* ASSIGNED TASK:
The response should consist of every line below, unchanged.

Records from a dataset:
========================================
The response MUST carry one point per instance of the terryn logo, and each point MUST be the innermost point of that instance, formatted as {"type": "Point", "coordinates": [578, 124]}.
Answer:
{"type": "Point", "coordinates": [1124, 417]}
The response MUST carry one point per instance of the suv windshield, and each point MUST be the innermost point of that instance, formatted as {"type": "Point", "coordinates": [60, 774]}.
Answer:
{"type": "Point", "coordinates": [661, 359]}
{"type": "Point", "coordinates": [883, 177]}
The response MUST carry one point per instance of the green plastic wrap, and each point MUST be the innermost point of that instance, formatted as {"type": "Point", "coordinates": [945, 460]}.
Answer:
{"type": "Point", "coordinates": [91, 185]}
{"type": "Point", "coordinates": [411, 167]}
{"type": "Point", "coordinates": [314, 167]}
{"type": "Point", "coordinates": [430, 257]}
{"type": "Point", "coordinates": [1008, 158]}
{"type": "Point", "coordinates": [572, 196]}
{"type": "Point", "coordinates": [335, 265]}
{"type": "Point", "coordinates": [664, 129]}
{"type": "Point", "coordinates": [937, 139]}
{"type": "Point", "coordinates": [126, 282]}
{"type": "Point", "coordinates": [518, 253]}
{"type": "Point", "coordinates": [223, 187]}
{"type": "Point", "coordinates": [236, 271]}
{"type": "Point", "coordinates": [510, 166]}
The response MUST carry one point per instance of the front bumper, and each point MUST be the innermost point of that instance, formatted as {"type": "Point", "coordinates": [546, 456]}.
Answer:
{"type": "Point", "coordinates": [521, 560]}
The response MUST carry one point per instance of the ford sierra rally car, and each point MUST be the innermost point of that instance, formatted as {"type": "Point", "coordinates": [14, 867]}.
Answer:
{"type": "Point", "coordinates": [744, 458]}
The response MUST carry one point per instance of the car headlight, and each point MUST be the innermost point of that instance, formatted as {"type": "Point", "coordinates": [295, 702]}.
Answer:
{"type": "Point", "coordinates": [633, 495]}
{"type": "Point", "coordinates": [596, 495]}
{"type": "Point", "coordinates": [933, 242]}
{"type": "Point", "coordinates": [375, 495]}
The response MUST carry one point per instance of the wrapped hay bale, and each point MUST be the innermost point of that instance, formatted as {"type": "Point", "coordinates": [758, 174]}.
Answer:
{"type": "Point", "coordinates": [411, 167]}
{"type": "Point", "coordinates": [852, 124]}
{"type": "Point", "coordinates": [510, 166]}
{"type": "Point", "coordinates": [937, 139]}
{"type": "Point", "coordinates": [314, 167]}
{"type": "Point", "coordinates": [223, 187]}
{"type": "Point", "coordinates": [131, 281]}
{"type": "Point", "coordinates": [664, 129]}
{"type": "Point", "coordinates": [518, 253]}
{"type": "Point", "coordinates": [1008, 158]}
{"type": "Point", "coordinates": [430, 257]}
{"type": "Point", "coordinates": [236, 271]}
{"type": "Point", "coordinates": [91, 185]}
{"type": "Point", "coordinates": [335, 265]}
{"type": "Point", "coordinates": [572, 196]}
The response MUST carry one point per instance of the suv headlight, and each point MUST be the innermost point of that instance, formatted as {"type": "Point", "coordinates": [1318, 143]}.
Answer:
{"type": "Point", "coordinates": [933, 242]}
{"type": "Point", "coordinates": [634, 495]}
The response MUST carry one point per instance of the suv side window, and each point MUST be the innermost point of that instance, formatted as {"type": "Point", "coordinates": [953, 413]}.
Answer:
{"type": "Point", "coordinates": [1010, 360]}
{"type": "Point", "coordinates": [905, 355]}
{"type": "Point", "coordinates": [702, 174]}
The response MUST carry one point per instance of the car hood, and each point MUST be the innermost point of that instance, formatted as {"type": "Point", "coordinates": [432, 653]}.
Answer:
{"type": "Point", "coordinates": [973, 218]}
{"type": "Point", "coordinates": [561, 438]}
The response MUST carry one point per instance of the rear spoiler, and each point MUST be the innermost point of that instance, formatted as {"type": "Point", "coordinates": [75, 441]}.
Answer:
========================================
* ANSWER BOX:
The response MUST carry one point per instance of the terryn logo, and each point MUST be the innermost point of that instance, formatted as {"type": "Point", "coordinates": [578, 124]}.
Answer:
{"type": "Point", "coordinates": [1124, 417]}
The response MUST carry one point per instance of the suv windshield, and each point MUST be the innermost point of that instance, formatted as {"type": "Point", "coordinates": [60, 774]}.
Answer:
{"type": "Point", "coordinates": [661, 359]}
{"type": "Point", "coordinates": [883, 177]}
The response MUST carry one point per instance of the green plastic wrap, and each point MUST be the innermost point of that instance, formatted as {"type": "Point", "coordinates": [945, 460]}.
Answer:
{"type": "Point", "coordinates": [91, 185]}
{"type": "Point", "coordinates": [411, 167]}
{"type": "Point", "coordinates": [314, 167]}
{"type": "Point", "coordinates": [430, 257]}
{"type": "Point", "coordinates": [1008, 158]}
{"type": "Point", "coordinates": [572, 196]}
{"type": "Point", "coordinates": [335, 265]}
{"type": "Point", "coordinates": [664, 129]}
{"type": "Point", "coordinates": [937, 139]}
{"type": "Point", "coordinates": [126, 282]}
{"type": "Point", "coordinates": [518, 253]}
{"type": "Point", "coordinates": [223, 187]}
{"type": "Point", "coordinates": [236, 271]}
{"type": "Point", "coordinates": [510, 166]}
The response MUST carry one point per instance of the front bumper, and each point MUST be the innermost point of that instance, formatted as {"type": "Point", "coordinates": [546, 456]}.
Answer:
{"type": "Point", "coordinates": [521, 560]}
The response MUST carry one point per instance of the ford sierra rally car, and each point MUST be the innermost point of that instance, formatted as {"type": "Point", "coordinates": [14, 867]}.
Answer:
{"type": "Point", "coordinates": [744, 458]}
The response MUST carry one point per instance of the car headlight, and each point MUST be the innermost point of that instance, formatted as {"type": "Point", "coordinates": [295, 702]}.
Answer:
{"type": "Point", "coordinates": [633, 495]}
{"type": "Point", "coordinates": [596, 495]}
{"type": "Point", "coordinates": [933, 242]}
{"type": "Point", "coordinates": [375, 495]}
The response MUST carry one point per instance of the wrapped hay bale, and each point MUST be the innermost point of that instance, formatted as {"type": "Point", "coordinates": [758, 174]}.
Answer:
{"type": "Point", "coordinates": [411, 167]}
{"type": "Point", "coordinates": [852, 124]}
{"type": "Point", "coordinates": [510, 166]}
{"type": "Point", "coordinates": [937, 139]}
{"type": "Point", "coordinates": [314, 167]}
{"type": "Point", "coordinates": [223, 187]}
{"type": "Point", "coordinates": [131, 281]}
{"type": "Point", "coordinates": [664, 129]}
{"type": "Point", "coordinates": [518, 253]}
{"type": "Point", "coordinates": [1008, 158]}
{"type": "Point", "coordinates": [430, 257]}
{"type": "Point", "coordinates": [236, 271]}
{"type": "Point", "coordinates": [91, 185]}
{"type": "Point", "coordinates": [335, 265]}
{"type": "Point", "coordinates": [572, 196]}
The response MUST carry one point per instance of the suv headlight, and each point MUST be the innermost point of that instance, formatted as {"type": "Point", "coordinates": [1318, 143]}.
Answer:
{"type": "Point", "coordinates": [933, 242]}
{"type": "Point", "coordinates": [634, 495]}
The response MUST carry one point per instance of the suv side window, and each point MUST be the innermost point of that instance, formatted as {"type": "Point", "coordinates": [953, 413]}.
Answer:
{"type": "Point", "coordinates": [1010, 360]}
{"type": "Point", "coordinates": [905, 355]}
{"type": "Point", "coordinates": [702, 174]}
The response MUST carry one point per instance of the car hood, and each point MUST be the innermost point of that instance, formatted as {"type": "Point", "coordinates": [432, 653]}.
Answer:
{"type": "Point", "coordinates": [973, 218]}
{"type": "Point", "coordinates": [561, 438]}
The response MUST carry one point per instance of the rear spoiler, and each point MUST be the innermost point of that instance, formatted as {"type": "Point", "coordinates": [75, 441]}.
Answer:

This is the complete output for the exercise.